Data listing
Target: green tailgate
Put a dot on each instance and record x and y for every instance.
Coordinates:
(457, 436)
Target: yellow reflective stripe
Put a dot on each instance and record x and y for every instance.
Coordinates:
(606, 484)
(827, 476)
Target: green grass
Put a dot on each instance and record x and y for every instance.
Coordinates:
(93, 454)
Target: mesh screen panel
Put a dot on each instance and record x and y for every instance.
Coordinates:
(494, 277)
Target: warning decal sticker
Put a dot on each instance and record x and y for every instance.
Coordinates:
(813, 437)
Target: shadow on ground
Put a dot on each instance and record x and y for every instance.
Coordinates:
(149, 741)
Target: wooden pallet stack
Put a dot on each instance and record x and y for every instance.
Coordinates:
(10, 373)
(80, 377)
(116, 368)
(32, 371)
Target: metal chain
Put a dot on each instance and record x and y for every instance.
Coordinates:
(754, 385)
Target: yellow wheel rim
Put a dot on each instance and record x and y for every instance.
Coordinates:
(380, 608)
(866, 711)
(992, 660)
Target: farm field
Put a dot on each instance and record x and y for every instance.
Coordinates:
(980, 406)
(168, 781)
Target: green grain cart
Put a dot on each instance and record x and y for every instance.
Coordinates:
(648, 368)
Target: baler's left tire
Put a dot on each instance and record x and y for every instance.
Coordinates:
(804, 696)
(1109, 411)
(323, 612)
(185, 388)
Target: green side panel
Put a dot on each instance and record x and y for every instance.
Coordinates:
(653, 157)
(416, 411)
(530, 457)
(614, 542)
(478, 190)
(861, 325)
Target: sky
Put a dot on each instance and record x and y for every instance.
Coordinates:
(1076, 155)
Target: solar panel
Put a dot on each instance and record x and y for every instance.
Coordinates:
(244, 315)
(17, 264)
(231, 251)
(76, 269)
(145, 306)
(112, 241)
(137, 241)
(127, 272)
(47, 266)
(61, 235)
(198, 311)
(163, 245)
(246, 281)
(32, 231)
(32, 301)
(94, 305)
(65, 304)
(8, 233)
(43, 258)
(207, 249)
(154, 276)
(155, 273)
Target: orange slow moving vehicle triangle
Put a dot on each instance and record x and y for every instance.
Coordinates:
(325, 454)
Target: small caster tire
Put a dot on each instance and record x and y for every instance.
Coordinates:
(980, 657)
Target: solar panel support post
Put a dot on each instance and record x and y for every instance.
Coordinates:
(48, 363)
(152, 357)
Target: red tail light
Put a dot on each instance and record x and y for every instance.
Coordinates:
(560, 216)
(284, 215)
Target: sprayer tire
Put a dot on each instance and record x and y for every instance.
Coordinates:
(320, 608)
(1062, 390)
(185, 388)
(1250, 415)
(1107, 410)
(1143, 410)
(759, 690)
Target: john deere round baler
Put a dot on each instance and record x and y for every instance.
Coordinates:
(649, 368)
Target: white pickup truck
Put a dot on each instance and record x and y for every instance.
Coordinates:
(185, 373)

→ **EXERCISE AIM**:
Copy out every one of the records above word for word, leaving nothing out.

→ **RESPONSE TO THIS EXERCISE**:
Target: green tailgate
Put a dot on each instance and record x and y for every instance.
Coordinates:
(457, 436)
Target: yellow reflective stripe
Put a dot on each instance and record x and y for every instance.
Coordinates:
(606, 484)
(827, 476)
Target: green grass
Put a dot on each instance and record x and y for every instance.
Coordinates:
(93, 454)
Target: mesh screen panel
Put a dot on each instance and record x and y for every instance.
Coordinates:
(494, 277)
Target: warning decal sticker
Put a dot on each instance and record x and y for every instance.
Coordinates:
(813, 437)
Target: shadow on ground
Put a dot on each instance and record x and y for every instance.
Coordinates:
(149, 741)
Target: wooden pallet stack
Put a dot on each instance and record x and y for every instance.
Coordinates:
(10, 373)
(80, 377)
(116, 368)
(32, 371)
Target: metal chain
Put a dot on each instance and record x and y for every instance.
Coordinates:
(754, 385)
Target: yellow wheel rim
Put a dot on each instance and record x and y for every instance.
Coordinates:
(380, 608)
(866, 711)
(992, 660)
Target: farm field
Put a dot on each instance and record x and y for every instance.
Coordinates:
(980, 406)
(168, 781)
Target: green grain cart
Put a dot on each instance and record x and y for every instance.
Coordinates:
(648, 368)
Target: baler's left tire
Put a dot on each instance and record x and y for every instance.
Coordinates:
(804, 696)
(1109, 411)
(323, 612)
(185, 388)
Target: green side panel
Put a dot on each instance and record x and y for every instance.
Coordinates:
(653, 157)
(416, 411)
(530, 457)
(614, 542)
(478, 190)
(861, 325)
Target: sky
Put a dot on each instance and record x and y for every instance.
Coordinates:
(1076, 155)
Target: solar panel
Put a dot on each instance and record x and y for every instance.
Coordinates:
(244, 315)
(17, 264)
(231, 251)
(76, 269)
(145, 306)
(112, 241)
(137, 241)
(127, 272)
(47, 266)
(61, 235)
(198, 311)
(163, 245)
(246, 281)
(32, 231)
(32, 301)
(94, 305)
(65, 304)
(8, 233)
(43, 258)
(207, 249)
(154, 276)
(155, 273)
Target: orange slow moving vehicle triangle
Put a dot on each instance and record x and y for every instance.
Coordinates:
(325, 454)
Target: small caster tire
Put a dot on each instance and record x and y for every instance.
Coordinates:
(980, 657)
Target: solar panel support post
Put a dot on each instance and record x and y for every instance.
Coordinates:
(48, 363)
(152, 357)
Target: red tail light
Put a dot on each instance and record x and y for every instance.
Coordinates:
(560, 216)
(284, 215)
Target: sprayer tire
Put a dot on each instance and record x and y for every instance.
Coordinates:
(320, 608)
(1062, 390)
(185, 388)
(1250, 415)
(1107, 410)
(1143, 410)
(759, 690)
Target: john deere round baler
Put a dot on each instance and record x and y for every instance.
Coordinates:
(649, 368)
Target: white pickup truck
Put a dot on each instance and record x and y for every instance.
Coordinates:
(185, 373)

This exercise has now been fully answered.